'''

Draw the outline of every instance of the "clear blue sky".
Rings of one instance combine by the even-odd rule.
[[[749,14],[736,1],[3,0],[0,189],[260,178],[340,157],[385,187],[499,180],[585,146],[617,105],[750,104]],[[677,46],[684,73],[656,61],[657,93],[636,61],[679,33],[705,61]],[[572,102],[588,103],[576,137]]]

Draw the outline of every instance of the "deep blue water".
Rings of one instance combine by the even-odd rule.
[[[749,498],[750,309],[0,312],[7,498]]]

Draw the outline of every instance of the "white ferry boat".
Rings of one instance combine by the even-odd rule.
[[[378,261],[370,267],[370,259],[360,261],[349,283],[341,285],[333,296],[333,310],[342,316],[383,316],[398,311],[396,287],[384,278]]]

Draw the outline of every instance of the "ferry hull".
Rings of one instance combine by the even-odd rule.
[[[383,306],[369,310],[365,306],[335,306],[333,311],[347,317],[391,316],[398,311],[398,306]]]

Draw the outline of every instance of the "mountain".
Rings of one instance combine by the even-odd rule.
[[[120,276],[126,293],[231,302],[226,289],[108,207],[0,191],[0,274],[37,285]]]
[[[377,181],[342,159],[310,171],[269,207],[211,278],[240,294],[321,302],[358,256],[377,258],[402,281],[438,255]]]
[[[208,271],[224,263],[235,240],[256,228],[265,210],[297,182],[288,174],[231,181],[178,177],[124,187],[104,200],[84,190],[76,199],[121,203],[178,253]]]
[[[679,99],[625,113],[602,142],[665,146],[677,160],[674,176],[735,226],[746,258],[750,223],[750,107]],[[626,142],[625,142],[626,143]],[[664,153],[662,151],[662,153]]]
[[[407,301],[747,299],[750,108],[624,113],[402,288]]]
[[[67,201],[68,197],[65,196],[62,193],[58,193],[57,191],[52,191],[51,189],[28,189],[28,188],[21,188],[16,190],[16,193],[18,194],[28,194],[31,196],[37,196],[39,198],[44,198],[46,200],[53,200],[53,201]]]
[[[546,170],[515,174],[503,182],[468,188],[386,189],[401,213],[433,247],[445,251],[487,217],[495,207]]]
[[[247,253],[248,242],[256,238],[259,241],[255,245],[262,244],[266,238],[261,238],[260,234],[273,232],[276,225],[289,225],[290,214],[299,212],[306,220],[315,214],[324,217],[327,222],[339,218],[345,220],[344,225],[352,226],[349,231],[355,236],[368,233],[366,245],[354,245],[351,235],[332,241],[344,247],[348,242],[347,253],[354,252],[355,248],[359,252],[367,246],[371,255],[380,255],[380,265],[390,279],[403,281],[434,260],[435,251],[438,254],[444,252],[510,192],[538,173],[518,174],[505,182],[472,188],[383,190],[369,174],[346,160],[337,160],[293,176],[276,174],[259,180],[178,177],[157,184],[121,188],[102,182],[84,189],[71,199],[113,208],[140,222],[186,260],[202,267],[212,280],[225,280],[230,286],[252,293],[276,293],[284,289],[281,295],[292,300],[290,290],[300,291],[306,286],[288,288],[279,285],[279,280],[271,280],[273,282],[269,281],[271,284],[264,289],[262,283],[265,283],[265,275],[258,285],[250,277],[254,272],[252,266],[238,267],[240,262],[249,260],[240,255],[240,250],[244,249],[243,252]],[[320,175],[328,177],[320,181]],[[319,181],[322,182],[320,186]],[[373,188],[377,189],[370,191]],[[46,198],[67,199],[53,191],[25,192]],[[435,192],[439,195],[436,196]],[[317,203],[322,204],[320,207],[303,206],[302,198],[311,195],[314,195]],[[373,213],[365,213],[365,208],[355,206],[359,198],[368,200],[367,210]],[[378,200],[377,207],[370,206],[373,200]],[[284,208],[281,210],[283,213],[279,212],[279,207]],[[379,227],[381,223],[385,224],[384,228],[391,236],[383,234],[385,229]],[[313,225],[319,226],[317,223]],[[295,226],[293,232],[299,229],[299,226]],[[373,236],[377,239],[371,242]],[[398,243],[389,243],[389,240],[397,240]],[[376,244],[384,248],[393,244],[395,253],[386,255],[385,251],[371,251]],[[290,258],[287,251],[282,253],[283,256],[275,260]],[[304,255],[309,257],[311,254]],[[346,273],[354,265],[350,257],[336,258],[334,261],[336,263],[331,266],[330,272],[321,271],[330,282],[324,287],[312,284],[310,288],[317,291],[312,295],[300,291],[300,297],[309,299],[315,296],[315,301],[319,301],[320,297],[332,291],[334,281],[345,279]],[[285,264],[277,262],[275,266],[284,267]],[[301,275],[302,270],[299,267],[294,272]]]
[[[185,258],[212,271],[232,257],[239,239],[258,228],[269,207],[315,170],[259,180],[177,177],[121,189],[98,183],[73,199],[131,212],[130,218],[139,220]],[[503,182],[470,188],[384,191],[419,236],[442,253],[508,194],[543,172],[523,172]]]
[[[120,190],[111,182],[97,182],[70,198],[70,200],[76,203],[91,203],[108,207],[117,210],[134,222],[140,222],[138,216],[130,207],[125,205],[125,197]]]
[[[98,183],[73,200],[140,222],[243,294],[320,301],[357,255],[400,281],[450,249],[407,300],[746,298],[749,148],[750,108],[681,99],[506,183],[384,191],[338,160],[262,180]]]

'''

Every line above should be written out again exactly as it stands.

Draw the outline of every instance of the "clear blue sky".
Rings of one instance combine by the even-odd rule.
[[[749,14],[736,1],[3,0],[0,189],[260,178],[340,157],[385,187],[499,180],[585,146],[617,105],[750,104]],[[677,46],[684,73],[656,61],[657,93],[636,61],[679,33],[705,61]],[[572,102],[588,103],[576,137]]]

Draw the outline of every instance of the "deep blue water".
Rings of one instance combine by the even-odd rule.
[[[749,498],[750,309],[0,312],[7,498]]]

Draw the outline of every instance of the "white ferry boat".
Rings of one instance combine by the even-odd rule.
[[[378,261],[370,267],[370,259],[360,261],[349,283],[341,285],[333,296],[333,310],[342,316],[383,316],[398,311],[396,287],[384,278]]]

Draw the outline of every instance of the "ferry hull".
Rings of one instance combine by the even-odd rule.
[[[383,306],[369,310],[365,306],[335,306],[333,311],[347,317],[391,316],[398,311],[398,306]]]

Draw the outline of every instance of the "mountain".
Rings of one instance combine by the even-odd rule.
[[[120,276],[126,293],[231,302],[226,289],[108,207],[0,191],[0,274],[37,285]]]
[[[377,181],[342,159],[310,171],[269,207],[211,278],[240,294],[321,302],[358,256],[377,258],[402,281],[438,255]]]
[[[208,271],[224,263],[235,240],[256,228],[265,210],[297,182],[288,174],[231,181],[178,177],[124,187],[104,200],[84,190],[76,199],[121,203],[178,253]]]
[[[679,99],[625,113],[602,142],[665,146],[677,160],[674,176],[735,226],[746,258],[750,223],[750,107]],[[626,142],[625,142],[626,143]],[[664,153],[662,151],[662,153]]]
[[[407,301],[747,299],[750,108],[624,113],[402,288]]]
[[[67,201],[68,197],[65,196],[62,193],[58,193],[57,191],[52,191],[51,189],[28,189],[28,188],[21,188],[16,190],[16,193],[18,194],[28,194],[31,196],[37,196],[39,198],[44,198],[46,200],[53,200],[53,201]]]
[[[546,170],[515,174],[503,182],[468,188],[386,189],[401,213],[433,247],[445,251],[487,217],[495,207]]]
[[[247,253],[248,242],[256,238],[259,241],[255,245],[262,244],[266,238],[261,238],[260,234],[273,232],[276,225],[289,225],[290,214],[299,212],[306,220],[315,214],[324,217],[327,222],[339,218],[345,220],[344,225],[352,226],[349,231],[355,236],[368,233],[366,245],[354,245],[351,235],[332,241],[344,247],[348,242],[347,253],[354,252],[355,248],[359,252],[367,246],[371,255],[380,255],[380,265],[390,279],[403,281],[434,260],[435,251],[438,254],[444,252],[510,192],[538,173],[518,174],[505,182],[472,188],[383,190],[369,174],[346,160],[337,160],[293,176],[276,174],[259,180],[178,177],[157,184],[121,188],[102,182],[84,189],[71,199],[113,208],[140,222],[186,260],[202,267],[212,280],[225,280],[230,286],[252,293],[276,293],[284,289],[281,295],[292,300],[290,290],[300,291],[306,286],[288,288],[279,285],[279,280],[271,280],[273,282],[269,281],[271,284],[264,289],[262,283],[265,283],[265,275],[258,285],[250,277],[254,272],[252,266],[238,267],[240,262],[249,260],[240,255],[240,250],[244,249],[243,252]],[[320,175],[328,177],[320,181]],[[319,181],[322,182],[320,186]],[[373,188],[377,189],[370,191]],[[46,198],[67,199],[53,191],[25,192]],[[435,192],[439,195],[436,196]],[[317,203],[322,204],[320,207],[303,206],[302,198],[311,195],[314,195]],[[373,213],[365,213],[365,208],[355,206],[359,198],[368,200],[367,210]],[[378,200],[377,207],[370,206],[373,200]],[[284,208],[281,210],[283,213],[279,212],[279,207]],[[379,227],[381,223],[385,224],[384,228],[391,236],[383,234],[385,229]],[[313,225],[319,226],[317,223]],[[295,226],[293,232],[299,229],[299,226]],[[373,236],[377,239],[371,242]],[[398,243],[389,243],[389,240],[397,240]],[[376,244],[384,248],[393,244],[395,253],[386,255],[385,251],[371,251]],[[290,258],[287,251],[282,253],[283,256],[275,260]],[[304,255],[309,257],[311,254]],[[346,273],[354,265],[350,257],[336,258],[334,261],[336,263],[331,266],[330,272],[321,271],[330,282],[324,287],[312,284],[310,288],[317,291],[312,295],[300,291],[300,297],[309,299],[315,296],[315,301],[319,301],[320,297],[332,291],[334,281],[345,279]],[[285,264],[277,262],[275,266],[284,267]],[[301,275],[302,270],[299,267],[294,272]]]
[[[185,258],[212,271],[232,257],[239,239],[258,228],[269,207],[315,170],[259,180],[177,177],[121,189],[98,183],[73,199],[131,212],[130,218],[139,220]],[[503,182],[470,188],[384,191],[419,236],[442,253],[508,194],[543,172],[523,172]]]
[[[120,190],[111,182],[97,182],[70,198],[70,200],[76,203],[91,203],[108,207],[117,210],[134,222],[140,222],[138,216],[130,207],[125,205],[125,197]]]
[[[98,183],[73,200],[140,222],[243,294],[320,301],[357,255],[400,281],[450,249],[407,300],[746,298],[749,148],[750,108],[681,99],[506,183],[384,191],[338,160],[262,180]]]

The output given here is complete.